(Object point labels)
---

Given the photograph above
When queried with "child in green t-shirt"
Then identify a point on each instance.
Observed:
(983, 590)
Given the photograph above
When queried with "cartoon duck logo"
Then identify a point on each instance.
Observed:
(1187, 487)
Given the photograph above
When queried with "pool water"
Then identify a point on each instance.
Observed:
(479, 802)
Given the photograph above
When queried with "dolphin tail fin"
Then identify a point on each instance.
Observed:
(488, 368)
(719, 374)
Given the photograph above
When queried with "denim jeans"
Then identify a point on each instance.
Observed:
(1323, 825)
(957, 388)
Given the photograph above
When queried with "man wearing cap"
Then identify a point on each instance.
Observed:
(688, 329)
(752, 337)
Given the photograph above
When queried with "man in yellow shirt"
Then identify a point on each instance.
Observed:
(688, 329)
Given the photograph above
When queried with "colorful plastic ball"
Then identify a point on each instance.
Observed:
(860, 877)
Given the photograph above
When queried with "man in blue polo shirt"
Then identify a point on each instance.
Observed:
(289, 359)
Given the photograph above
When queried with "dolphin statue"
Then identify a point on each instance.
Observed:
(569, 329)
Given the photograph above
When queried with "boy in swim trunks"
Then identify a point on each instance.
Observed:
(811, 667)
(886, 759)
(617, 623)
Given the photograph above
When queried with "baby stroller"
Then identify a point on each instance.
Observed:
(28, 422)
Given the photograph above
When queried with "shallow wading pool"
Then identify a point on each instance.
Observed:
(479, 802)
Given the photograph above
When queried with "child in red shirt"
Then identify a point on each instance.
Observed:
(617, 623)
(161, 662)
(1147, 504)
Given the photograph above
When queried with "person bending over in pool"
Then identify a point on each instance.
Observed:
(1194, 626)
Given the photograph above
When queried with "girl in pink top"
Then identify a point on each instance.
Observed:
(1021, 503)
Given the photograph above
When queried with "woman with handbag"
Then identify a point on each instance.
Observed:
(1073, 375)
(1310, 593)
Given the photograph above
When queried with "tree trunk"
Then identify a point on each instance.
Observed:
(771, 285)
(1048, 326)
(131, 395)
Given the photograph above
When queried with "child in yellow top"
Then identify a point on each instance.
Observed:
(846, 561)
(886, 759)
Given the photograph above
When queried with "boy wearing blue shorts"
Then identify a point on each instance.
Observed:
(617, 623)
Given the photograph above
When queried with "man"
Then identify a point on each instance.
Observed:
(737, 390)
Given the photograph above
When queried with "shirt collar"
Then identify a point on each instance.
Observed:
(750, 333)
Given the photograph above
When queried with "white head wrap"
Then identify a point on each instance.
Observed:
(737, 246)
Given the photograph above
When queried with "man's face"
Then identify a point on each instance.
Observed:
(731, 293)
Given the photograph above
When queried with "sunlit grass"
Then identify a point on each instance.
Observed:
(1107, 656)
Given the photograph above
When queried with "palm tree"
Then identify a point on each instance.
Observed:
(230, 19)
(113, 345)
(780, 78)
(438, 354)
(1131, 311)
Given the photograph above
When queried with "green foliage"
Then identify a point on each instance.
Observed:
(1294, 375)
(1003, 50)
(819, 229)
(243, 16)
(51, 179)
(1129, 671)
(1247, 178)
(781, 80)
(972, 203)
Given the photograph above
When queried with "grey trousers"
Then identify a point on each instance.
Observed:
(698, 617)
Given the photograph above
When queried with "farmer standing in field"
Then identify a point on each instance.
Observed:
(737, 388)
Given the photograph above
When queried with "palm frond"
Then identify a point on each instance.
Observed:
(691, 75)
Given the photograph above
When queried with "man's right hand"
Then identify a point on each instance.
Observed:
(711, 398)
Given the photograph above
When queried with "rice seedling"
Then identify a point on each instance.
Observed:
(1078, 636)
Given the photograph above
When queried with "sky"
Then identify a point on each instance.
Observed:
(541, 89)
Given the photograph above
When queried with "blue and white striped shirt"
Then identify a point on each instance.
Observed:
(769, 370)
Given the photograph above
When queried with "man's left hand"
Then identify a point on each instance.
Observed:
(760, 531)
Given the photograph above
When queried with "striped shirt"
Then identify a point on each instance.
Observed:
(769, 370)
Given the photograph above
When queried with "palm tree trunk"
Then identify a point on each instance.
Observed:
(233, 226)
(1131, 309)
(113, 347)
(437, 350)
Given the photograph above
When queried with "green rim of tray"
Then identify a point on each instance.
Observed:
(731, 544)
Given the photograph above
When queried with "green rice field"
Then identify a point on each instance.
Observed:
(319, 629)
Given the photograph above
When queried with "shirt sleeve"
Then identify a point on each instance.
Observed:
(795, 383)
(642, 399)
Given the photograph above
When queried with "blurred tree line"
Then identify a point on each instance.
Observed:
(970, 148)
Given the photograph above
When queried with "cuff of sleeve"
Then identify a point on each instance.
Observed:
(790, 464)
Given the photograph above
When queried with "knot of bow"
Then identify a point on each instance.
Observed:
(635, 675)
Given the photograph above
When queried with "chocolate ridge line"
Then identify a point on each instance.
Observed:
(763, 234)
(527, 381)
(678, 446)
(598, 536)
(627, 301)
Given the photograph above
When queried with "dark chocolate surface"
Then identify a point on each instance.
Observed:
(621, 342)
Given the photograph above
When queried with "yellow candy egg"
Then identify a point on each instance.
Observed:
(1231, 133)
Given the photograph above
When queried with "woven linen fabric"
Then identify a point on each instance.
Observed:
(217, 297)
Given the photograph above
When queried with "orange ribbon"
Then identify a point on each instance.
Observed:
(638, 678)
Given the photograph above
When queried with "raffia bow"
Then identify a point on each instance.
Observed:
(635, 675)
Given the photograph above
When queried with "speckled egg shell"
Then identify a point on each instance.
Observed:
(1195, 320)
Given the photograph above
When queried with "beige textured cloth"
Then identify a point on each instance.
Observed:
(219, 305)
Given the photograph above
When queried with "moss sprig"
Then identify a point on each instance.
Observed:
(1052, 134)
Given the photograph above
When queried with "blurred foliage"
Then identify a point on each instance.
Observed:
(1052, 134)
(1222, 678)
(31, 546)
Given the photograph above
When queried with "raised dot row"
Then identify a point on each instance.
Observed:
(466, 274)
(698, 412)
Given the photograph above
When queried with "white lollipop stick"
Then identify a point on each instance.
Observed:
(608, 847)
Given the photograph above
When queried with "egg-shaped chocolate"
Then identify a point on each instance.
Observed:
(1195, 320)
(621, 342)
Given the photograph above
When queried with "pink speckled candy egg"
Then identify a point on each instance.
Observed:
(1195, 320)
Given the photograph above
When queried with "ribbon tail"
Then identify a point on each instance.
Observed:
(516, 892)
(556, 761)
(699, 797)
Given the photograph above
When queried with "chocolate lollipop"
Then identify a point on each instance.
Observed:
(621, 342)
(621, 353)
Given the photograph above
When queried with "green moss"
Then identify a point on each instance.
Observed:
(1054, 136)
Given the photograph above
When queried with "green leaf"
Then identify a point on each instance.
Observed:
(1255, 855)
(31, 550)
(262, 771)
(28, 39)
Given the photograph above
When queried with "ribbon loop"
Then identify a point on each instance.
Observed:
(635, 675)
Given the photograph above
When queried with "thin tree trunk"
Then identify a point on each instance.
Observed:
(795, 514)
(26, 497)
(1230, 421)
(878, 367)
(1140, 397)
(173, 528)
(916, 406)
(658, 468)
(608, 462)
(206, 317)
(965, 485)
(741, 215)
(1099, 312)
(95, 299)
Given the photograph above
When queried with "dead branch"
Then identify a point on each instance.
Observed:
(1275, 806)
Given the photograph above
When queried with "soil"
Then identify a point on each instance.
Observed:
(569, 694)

---

Your objective =
Show every line of the records above that contains the word "dolphin", copying each such line.

Correct response =
When queried with "dolphin tail fin"
When queried with "dolphin statue"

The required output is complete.